** Begin **

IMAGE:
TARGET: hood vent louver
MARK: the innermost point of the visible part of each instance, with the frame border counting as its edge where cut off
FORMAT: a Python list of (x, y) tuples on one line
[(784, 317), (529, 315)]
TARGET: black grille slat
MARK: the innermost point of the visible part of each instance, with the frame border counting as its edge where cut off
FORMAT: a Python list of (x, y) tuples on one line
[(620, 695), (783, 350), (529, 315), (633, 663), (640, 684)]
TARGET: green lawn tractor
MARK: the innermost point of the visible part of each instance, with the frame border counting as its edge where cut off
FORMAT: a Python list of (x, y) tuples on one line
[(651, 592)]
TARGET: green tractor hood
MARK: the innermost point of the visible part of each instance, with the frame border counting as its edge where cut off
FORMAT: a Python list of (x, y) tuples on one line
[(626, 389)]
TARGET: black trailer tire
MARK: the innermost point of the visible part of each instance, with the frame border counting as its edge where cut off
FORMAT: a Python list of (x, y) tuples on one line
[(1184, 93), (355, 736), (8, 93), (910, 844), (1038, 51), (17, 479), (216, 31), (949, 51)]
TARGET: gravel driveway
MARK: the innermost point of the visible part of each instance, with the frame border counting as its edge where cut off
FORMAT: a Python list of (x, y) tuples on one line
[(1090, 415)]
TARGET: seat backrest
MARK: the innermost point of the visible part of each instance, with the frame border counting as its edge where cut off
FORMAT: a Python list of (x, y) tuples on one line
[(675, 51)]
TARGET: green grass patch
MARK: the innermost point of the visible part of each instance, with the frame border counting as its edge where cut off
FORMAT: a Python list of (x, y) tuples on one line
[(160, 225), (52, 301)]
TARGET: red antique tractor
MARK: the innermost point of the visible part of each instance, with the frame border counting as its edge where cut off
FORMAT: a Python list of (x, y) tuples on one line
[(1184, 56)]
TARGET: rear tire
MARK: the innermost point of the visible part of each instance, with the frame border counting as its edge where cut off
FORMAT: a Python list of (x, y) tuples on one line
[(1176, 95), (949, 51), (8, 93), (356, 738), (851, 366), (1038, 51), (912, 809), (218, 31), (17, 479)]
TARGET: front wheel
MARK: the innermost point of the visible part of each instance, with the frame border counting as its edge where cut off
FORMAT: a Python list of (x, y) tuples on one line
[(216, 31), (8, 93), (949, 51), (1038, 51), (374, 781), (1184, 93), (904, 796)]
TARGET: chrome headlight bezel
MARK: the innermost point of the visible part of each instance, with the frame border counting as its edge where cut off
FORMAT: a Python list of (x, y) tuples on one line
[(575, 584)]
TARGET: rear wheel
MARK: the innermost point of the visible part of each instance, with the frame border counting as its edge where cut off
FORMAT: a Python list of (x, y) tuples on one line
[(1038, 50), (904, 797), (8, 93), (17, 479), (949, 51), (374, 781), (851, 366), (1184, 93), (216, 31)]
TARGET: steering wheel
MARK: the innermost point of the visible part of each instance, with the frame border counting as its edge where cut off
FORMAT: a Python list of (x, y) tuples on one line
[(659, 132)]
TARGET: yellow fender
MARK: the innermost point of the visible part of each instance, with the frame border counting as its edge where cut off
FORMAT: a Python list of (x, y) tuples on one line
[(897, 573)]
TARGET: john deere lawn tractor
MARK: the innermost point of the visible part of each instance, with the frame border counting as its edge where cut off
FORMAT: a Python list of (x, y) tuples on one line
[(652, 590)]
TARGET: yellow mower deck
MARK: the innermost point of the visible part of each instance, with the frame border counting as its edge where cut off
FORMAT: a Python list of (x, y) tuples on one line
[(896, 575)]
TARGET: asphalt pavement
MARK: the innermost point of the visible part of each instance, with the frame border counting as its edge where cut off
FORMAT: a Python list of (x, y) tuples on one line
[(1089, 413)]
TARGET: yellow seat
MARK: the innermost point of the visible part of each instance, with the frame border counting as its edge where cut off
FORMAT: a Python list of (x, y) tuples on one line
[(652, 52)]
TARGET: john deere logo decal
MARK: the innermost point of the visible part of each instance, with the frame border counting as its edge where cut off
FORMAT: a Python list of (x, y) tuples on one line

** End **

§ **What the exercise asks**
Copy out all of the lines above word for word, without changing anything.

§ **Task output**
IMAGE:
TARGET: hood vent louver
MARK: the innermost point of the visible part of each instance, with the frame border counting as its edge where cut off
FORMAT: a Python list of (x, y) tuples on one line
[(784, 317), (529, 315)]
TARGET: black grille slat
MARK: the innermost point of the visible part of each instance, with the frame border counting as its edge where cut off
FORMAT: a Python list of (x, y) tuples on one line
[(620, 695), (783, 350), (529, 315), (633, 663), (640, 684)]
TARGET: green lawn tractor
MARK: the innermost point of the visible part of each instance, with the frame border counting as its edge where cut off
FORMAT: a Python list of (x, y) tuples on one line
[(651, 592)]
TARGET: green tractor hood
MARK: the innermost point of the visible part of each instance, with the frame border counting as its edge where cut off
FORMAT: a Python list of (x, y) tuples on one line
[(626, 389)]
TARGET: black trailer tire
MARK: the innermost point of the visible part of each instance, with the frame border counting as its edge where cut off
FORMAT: a Python list of (x, y) tuples on one line
[(1184, 93), (355, 736), (8, 93), (910, 844), (1038, 51), (17, 479), (216, 31), (949, 51)]
TARGET: gravel driveway
MARK: the innermost point of the visible part of each instance, with the frame border counting as its edge where cut off
FORMAT: a Python list of (x, y) tuples on one line
[(1090, 415)]
TARGET: seat backrest
MARK: the innermost point of the visible part of each instance, with the frame border counting as its edge where cut off
FORMAT: a Python list of (x, y) tuples on one line
[(675, 51)]
TARGET: green grass patch
MARK: the innermost point of the visible part of each instance, with the frame border counting as its edge where cut off
FORMAT: a Python list of (x, y) tuples on one line
[(160, 225), (52, 301)]
TARGET: red antique tractor
MARK: the innermost point of the visible part of each instance, with the frame border counting as its edge where cut off
FORMAT: a Python list of (x, y) tuples on one line
[(1184, 56)]
TARGET: rear tire
MARK: the innermost point of the visible part of each instance, with the frame border counting as its edge where cut off
FORMAT: a Python list of (x, y) tuples on one line
[(1176, 95), (949, 51), (8, 93), (356, 738), (851, 366), (1038, 51), (912, 809), (218, 31), (17, 479)]
TARGET: front wheel
MARK: the innermost point of the visible part of each instance, with the frame border counting as its edge where cut off
FORMAT: a Python list of (x, y) tuples on one line
[(216, 31), (8, 93), (949, 51), (1038, 51), (374, 781), (1184, 93), (904, 796)]
TARGET: chrome headlight bezel
MARK: the innermost point of the visible part of each instance, with the frame border counting as its edge where cut off
FORMAT: a Python list of (x, y) tuples on one line
[(575, 584)]
TARGET: rear wheel
MARK: the innermost point of the visible part of each instance, with the frame border counting as its edge where cut off
FORMAT: a Python list of (x, y) tuples on one line
[(1038, 50), (904, 797), (8, 93), (17, 479), (949, 51), (374, 781), (851, 366), (1184, 93), (216, 31)]
TARGET: steering wheel
MARK: the innermost point of the visible part of each instance, with the frame border counting as its edge where cut off
FORMAT: a Python list of (x, y) tuples on one line
[(659, 132)]
TARGET: yellow fender
MARK: the innermost point of the visible part of each instance, with the frame border counting as its edge where cut off
FORMAT: a Python list of (x, y) tuples on one line
[(897, 573)]
TARGET: john deere lawn tractor
MARK: the innermost point of the visible part of each instance, with the frame border counting as its edge where cut off
FORMAT: a Python list of (x, y) tuples on one line
[(652, 590)]
TARGET: yellow mower deck
MARK: the innermost point of the visible part of each instance, with the frame border counting as its edge where cut off
FORMAT: a Python list of (x, y) tuples on one line
[(896, 575)]
TARGET: asphalt pavement
MARK: the innermost point of the visible part of each instance, with the frame border counting as its edge where cut off
FORMAT: a Python list of (x, y) tuples on one line
[(1089, 413)]
TARGET: yellow seat
MARK: the innermost point of the visible part of each instance, with the frame border counting as its edge where cut off
FORMAT: a Python list of (x, y) tuples on one line
[(652, 52)]
TARGET: john deere logo decal
MARK: the innermost point of the visible part of each instance, with the frame border counting as its edge where cut off
FORMAT: a Python list of (x, y) tuples on one line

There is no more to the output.